§ **Aufgabenstellung**: Sammeln Sie aus der folgenden Auflistung sämtliche Zeilen, die das Wort „then“ enthalten. Groß- und Kleinschreibung wird dabei unterschieden.

* * * * * * * * *

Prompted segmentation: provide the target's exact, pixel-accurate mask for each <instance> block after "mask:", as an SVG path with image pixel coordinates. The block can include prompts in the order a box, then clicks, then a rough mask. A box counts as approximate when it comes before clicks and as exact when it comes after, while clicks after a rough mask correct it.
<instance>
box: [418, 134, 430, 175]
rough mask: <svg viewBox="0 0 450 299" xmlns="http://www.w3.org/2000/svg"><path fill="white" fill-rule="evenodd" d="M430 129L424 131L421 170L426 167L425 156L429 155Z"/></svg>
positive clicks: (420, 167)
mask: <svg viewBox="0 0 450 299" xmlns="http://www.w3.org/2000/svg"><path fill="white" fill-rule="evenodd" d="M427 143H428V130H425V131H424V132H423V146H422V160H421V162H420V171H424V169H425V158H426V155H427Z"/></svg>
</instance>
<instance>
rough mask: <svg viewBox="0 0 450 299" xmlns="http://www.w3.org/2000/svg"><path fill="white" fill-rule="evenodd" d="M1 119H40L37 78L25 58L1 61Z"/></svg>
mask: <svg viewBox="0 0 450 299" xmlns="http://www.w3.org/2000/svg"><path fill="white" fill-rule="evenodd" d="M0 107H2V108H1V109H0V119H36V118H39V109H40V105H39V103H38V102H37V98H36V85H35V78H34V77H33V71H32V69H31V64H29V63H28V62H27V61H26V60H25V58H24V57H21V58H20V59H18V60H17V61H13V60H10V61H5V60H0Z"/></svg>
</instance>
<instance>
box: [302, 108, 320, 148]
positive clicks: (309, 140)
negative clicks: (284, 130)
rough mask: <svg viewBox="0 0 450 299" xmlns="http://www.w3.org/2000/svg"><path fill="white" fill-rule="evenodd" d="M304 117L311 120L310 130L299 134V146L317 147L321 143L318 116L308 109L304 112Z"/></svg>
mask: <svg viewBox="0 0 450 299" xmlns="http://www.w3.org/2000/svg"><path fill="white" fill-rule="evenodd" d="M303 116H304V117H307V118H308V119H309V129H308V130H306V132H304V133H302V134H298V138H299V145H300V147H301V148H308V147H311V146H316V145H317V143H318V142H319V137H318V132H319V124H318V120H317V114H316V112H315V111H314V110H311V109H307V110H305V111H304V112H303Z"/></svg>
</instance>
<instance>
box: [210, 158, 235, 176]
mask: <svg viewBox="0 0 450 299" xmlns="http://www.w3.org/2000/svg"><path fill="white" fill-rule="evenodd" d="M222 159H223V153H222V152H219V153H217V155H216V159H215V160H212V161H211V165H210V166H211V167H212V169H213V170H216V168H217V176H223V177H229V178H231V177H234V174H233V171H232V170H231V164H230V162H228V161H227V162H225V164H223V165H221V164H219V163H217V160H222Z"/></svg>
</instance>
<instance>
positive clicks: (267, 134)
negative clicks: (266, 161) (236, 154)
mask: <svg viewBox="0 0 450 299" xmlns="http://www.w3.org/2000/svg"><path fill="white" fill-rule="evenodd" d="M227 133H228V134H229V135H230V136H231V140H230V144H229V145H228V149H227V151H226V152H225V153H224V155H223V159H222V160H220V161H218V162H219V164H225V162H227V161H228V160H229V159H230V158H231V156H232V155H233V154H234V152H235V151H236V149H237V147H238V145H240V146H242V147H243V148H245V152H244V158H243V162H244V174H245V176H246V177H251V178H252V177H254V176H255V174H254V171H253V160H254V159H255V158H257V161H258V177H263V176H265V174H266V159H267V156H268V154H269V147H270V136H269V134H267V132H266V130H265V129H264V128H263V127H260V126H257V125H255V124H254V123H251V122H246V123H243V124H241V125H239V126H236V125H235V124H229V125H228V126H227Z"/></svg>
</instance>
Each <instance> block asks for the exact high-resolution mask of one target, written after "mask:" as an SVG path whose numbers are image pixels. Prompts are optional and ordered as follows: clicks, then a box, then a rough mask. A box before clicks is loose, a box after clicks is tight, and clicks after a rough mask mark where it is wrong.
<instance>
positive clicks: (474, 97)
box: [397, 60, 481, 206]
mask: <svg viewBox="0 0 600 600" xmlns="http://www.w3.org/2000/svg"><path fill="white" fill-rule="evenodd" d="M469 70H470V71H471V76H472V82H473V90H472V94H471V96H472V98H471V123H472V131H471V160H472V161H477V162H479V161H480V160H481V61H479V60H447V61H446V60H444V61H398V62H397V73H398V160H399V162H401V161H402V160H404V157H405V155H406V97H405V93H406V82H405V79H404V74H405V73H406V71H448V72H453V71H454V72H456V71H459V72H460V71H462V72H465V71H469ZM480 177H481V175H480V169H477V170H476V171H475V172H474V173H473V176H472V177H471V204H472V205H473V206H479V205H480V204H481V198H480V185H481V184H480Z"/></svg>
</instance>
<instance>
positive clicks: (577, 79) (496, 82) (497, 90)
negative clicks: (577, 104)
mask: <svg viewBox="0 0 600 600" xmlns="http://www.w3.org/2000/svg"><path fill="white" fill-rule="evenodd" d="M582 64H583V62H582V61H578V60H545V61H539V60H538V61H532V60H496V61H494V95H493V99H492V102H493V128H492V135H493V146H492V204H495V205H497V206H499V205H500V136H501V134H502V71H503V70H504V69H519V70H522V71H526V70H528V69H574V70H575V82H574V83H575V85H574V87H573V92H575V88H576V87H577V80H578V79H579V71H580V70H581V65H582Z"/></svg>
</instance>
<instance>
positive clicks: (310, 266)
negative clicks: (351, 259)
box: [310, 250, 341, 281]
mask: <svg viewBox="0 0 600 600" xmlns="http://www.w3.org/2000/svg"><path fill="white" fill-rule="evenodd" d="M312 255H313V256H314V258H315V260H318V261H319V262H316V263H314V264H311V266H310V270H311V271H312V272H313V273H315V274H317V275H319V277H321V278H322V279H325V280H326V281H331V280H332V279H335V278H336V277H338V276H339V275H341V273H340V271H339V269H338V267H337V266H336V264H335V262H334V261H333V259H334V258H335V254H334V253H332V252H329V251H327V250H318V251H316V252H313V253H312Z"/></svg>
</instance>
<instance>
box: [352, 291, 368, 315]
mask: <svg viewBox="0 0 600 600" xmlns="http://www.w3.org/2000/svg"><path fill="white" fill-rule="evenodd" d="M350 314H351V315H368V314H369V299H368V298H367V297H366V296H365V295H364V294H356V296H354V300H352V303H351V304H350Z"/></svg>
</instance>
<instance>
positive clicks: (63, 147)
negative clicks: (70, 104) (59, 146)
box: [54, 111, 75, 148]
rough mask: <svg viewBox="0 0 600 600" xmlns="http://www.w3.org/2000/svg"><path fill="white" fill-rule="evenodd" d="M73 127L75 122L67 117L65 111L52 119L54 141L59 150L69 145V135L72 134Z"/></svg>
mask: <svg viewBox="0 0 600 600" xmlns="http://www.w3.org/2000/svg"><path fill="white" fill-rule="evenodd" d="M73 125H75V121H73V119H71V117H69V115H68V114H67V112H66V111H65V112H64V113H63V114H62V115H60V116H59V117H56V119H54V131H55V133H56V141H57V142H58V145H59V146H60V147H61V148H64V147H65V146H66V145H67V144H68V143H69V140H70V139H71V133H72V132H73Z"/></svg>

* * * * * * * * *

§ **Lösung**:
Prompted segmentation: provide the target's exact, pixel-accurate mask for each <instance> block after "mask:", as an SVG path with image pixel coordinates. The block can include prompts in the order a box, then clicks, then a rough mask. A box counts as approximate when it comes before clicks and as exact when it comes after, while clicks after a rough mask correct it.
Each <instance> block asks for the exact high-resolution mask of one target, written after "mask:" as an SVG path whose numbers are image pixels. Prompts are optional and ordered as follows: clicks, then a box, then a rough mask. A box before clicks is loose, a box after clicks is tight, and clicks after a rough mask mark where it is wrong.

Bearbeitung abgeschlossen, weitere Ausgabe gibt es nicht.